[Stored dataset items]
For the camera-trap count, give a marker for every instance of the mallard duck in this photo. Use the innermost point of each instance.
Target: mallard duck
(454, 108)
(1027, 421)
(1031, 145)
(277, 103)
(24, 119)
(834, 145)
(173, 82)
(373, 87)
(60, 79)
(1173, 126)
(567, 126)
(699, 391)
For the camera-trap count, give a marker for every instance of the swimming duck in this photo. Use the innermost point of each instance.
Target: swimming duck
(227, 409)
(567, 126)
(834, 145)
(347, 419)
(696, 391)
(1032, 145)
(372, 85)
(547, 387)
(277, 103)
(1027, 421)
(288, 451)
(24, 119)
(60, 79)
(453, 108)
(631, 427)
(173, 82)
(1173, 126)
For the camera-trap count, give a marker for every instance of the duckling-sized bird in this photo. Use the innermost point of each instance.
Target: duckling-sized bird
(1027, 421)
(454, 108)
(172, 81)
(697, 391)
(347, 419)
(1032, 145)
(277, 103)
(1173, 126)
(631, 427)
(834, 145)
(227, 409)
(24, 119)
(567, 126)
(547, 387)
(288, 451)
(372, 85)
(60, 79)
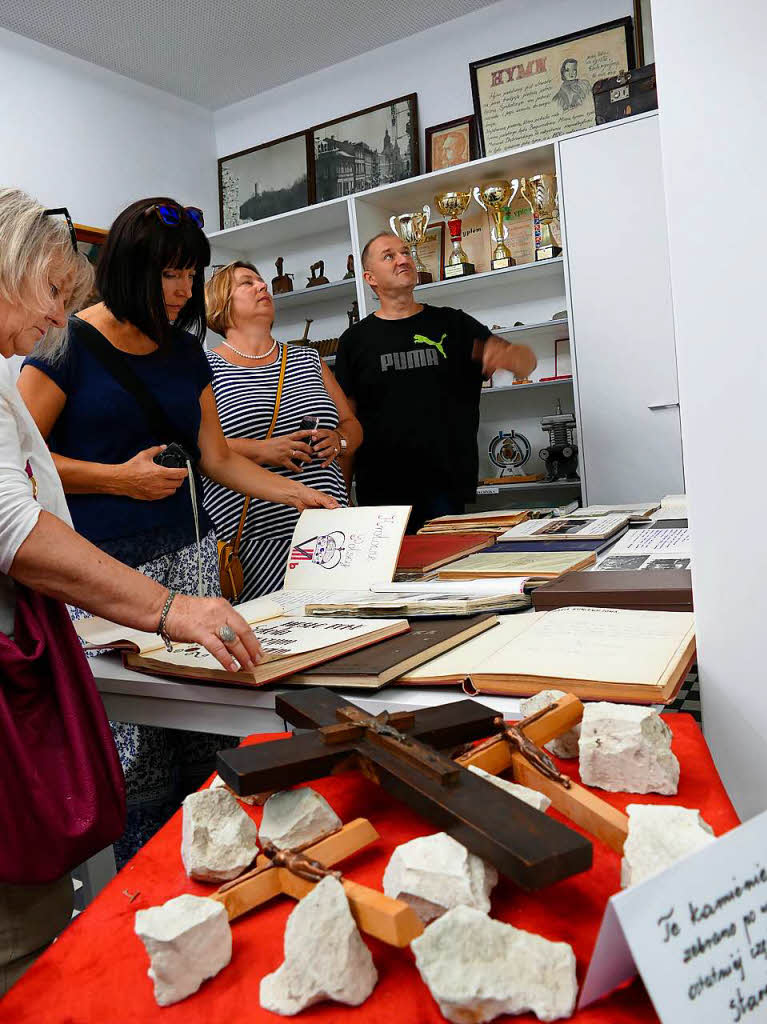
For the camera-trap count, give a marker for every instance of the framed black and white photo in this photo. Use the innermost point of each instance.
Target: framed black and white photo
(539, 92)
(265, 180)
(365, 150)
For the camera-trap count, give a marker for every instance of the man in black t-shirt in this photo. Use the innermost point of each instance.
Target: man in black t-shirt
(413, 374)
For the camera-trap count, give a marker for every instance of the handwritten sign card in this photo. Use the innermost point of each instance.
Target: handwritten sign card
(696, 933)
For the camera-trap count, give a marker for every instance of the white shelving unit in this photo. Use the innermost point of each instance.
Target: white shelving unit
(530, 293)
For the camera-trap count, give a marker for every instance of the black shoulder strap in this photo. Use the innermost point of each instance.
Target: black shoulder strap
(113, 361)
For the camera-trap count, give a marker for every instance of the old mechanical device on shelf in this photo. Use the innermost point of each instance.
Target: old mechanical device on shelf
(560, 458)
(509, 451)
(495, 197)
(453, 206)
(411, 227)
(283, 282)
(541, 193)
(316, 279)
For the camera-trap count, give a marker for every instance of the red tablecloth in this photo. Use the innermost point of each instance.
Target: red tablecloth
(96, 971)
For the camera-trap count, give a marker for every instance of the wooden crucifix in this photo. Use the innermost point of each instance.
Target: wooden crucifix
(392, 921)
(400, 753)
(577, 803)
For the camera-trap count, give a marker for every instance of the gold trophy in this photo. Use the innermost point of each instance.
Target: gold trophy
(453, 207)
(495, 197)
(411, 227)
(541, 193)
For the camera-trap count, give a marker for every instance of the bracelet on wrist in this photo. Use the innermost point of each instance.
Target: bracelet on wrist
(161, 630)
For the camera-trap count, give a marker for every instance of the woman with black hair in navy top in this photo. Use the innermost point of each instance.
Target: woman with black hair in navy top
(104, 441)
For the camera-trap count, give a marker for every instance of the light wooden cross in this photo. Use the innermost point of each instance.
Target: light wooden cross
(580, 805)
(392, 921)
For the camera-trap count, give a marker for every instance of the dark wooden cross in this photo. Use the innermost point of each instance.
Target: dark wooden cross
(401, 754)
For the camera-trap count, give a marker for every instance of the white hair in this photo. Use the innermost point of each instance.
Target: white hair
(30, 245)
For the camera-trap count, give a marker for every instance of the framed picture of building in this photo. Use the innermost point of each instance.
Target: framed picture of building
(265, 180)
(542, 91)
(365, 150)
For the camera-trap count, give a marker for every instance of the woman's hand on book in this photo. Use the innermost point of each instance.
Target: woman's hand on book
(199, 620)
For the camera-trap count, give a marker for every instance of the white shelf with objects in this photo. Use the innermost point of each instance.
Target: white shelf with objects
(519, 302)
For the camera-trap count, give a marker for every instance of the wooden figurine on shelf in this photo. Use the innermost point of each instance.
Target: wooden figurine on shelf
(282, 283)
(317, 280)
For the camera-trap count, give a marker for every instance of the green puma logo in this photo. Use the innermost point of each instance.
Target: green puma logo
(420, 339)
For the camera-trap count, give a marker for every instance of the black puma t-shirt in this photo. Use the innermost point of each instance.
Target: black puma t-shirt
(417, 392)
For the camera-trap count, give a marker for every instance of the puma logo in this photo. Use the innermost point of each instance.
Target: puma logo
(421, 339)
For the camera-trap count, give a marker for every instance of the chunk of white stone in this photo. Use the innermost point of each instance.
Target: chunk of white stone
(658, 836)
(297, 816)
(538, 800)
(218, 783)
(325, 955)
(435, 872)
(477, 969)
(218, 840)
(627, 749)
(564, 745)
(187, 939)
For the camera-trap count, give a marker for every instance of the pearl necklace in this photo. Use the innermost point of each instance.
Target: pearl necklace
(247, 355)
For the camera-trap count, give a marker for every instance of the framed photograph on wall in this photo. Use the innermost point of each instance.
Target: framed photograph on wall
(451, 143)
(265, 180)
(431, 250)
(539, 92)
(365, 150)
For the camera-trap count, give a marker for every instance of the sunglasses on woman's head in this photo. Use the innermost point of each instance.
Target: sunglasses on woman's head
(64, 212)
(170, 215)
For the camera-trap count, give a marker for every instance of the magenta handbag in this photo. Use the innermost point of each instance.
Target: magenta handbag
(62, 793)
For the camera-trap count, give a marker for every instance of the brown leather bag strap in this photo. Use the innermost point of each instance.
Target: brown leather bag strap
(243, 517)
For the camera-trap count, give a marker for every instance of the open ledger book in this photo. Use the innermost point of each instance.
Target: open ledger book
(596, 653)
(290, 642)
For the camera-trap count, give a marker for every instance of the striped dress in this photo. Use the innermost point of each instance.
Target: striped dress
(245, 396)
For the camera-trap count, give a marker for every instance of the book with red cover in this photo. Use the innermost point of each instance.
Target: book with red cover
(424, 552)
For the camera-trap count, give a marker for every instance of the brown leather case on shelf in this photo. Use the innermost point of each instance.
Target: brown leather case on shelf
(655, 590)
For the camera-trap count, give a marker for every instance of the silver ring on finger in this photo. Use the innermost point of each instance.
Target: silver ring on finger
(226, 634)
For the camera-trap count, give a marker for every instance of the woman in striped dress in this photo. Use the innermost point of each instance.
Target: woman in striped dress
(246, 372)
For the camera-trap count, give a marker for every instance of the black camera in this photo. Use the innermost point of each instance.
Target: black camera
(172, 457)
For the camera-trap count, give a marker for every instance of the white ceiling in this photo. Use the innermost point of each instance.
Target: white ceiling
(217, 53)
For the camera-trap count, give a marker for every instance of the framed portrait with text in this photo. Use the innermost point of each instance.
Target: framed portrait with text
(539, 92)
(451, 143)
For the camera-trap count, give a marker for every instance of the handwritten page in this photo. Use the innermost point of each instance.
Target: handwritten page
(696, 932)
(346, 549)
(609, 644)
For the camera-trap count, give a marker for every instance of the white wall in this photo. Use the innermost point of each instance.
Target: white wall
(433, 64)
(76, 135)
(712, 120)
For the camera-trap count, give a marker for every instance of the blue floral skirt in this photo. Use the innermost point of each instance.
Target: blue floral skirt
(162, 766)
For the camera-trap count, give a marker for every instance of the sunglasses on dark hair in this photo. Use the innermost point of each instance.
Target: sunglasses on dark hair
(171, 215)
(64, 212)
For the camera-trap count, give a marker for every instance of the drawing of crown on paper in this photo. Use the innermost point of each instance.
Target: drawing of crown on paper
(325, 550)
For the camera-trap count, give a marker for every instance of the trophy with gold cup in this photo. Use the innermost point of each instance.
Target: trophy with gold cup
(411, 227)
(541, 193)
(453, 206)
(495, 197)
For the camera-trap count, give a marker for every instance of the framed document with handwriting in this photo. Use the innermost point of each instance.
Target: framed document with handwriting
(543, 91)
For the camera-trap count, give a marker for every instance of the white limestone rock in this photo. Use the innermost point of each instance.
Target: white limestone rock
(538, 800)
(627, 749)
(325, 955)
(187, 939)
(658, 836)
(218, 783)
(564, 745)
(297, 816)
(433, 873)
(477, 969)
(218, 840)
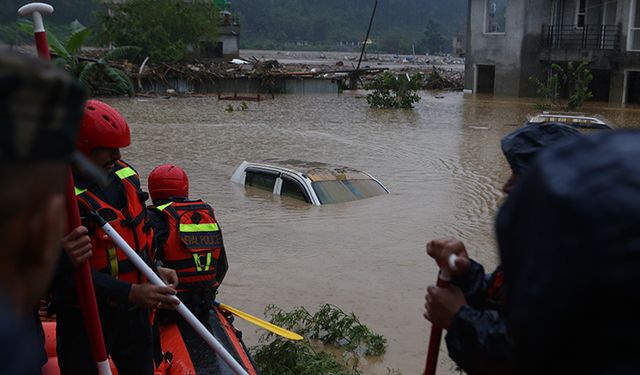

> [Work instructions]
Collect every line of the material that holds the word "rock" and copy each one out in full.

> [Written solution]
For the camera-trap count, give a marker for every instance of the white limestone rock in this photo. Use the innermost point of each instance.
Target: white limestone rock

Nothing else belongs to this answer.